What to do:
In the blog entries below, which month does the writer call always a lousy month?

Source extract:

>>>

Friday, January 31, 2003

Lots going on today. Drama. Ugh.

On the happier side:
1. DSL comes next week: Hurrah!
2. I am meeting up with Lynnie tonight: HURRAH! This is our first and only meeting in January, which is just not acceptable!
3. We have a knitting lunch going on tomorrow: fun and needed!

On the worried side:
It is time for Feb: UGH. This is always a lousy month. I too frequently resume smoking in Feb., probably in response to the depressions, stressors, cataclysmal events that seem to always occur during these 28 days. UGH!!!!!!

Fun!
Librarian
You are smart and sexy!


Which Ultimate Beautiful Woman are You?
brought to you by Quizilla

Try it, see what you think.

Wednesday, January 29, 2003

Ain't That Something, Govenor!
Maryland's New Govenor Does Something Right! This is something that historically has been ignored, and is desparately needed in Baltimore City! Thank you, Bob!

Monday, January 27, 2003

It's A Small World After All

Margaret Mead has famously said, "Never doubt that a small group of thoughtful, concerned citizens can change the world. Indeed, it is the only thing that ever had."

If you doubt the truth of this statement, consider how often we see the Other Side of the coin:
Mikko Hypponen, manager of anti-virus research in F-Secure's Helsinki office, says, "We've never seen such a small worm spread so fast and cause so many problems That means this could be the beginning of something. Now they see that making it small and making it fast really pays off."



Saturday, January 25, 2003

Here's a neat trick: See everything as a gift, a test, a trial, a trauma, and a blessing. It's amazing how anything can become anything, depending on your point of view. I keep reminding myself of this during stressful Work School Moving Avalanche times.

Friday, January 24, 2003

Tick Tock...
Yes, the time is coming when I will be able to dedicate more time to the blog! First, the PC should be installed in my new home by tonight. Next, DSL is on the way. Soon, I will dive fully into an attempt to create a decent blog. Hurrah!

In other Homestead news: the apartment is quickly becoming a home! The Man and I have spent the last few days there, as he has undergone some unpleasant tests for health stuff, and he has required some recovery time. My misgivings have softened considerably, and those that remain are related to the physical structure of the house, rather than the spiritual-emotional structure of my being. I think we'll create a nice little life for ourselves in the time we're inhabiting this apartment. One hopes.

<<<

Supplied data:

>>>

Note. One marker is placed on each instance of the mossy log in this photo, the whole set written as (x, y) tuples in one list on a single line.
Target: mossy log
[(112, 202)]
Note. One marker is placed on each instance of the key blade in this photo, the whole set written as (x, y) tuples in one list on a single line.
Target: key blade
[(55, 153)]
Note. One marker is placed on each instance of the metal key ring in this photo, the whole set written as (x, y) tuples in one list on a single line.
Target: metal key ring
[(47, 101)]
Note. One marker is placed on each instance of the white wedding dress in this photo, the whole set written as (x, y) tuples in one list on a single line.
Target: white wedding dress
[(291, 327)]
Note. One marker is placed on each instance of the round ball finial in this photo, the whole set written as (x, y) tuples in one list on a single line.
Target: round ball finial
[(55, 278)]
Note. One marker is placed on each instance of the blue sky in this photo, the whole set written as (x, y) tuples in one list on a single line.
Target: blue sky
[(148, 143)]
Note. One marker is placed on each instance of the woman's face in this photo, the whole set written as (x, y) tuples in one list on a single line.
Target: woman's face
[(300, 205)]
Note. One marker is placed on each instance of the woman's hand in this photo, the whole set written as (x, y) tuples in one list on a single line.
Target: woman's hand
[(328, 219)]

<<<
>>>

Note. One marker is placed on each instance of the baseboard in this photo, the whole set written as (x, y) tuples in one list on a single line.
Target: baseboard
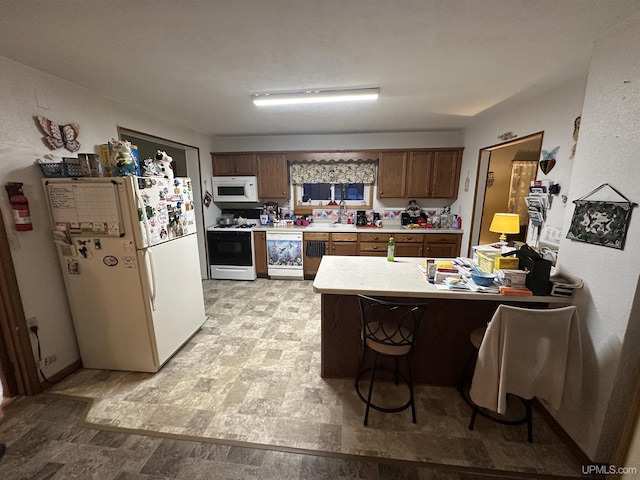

<<<

Final answer:
February.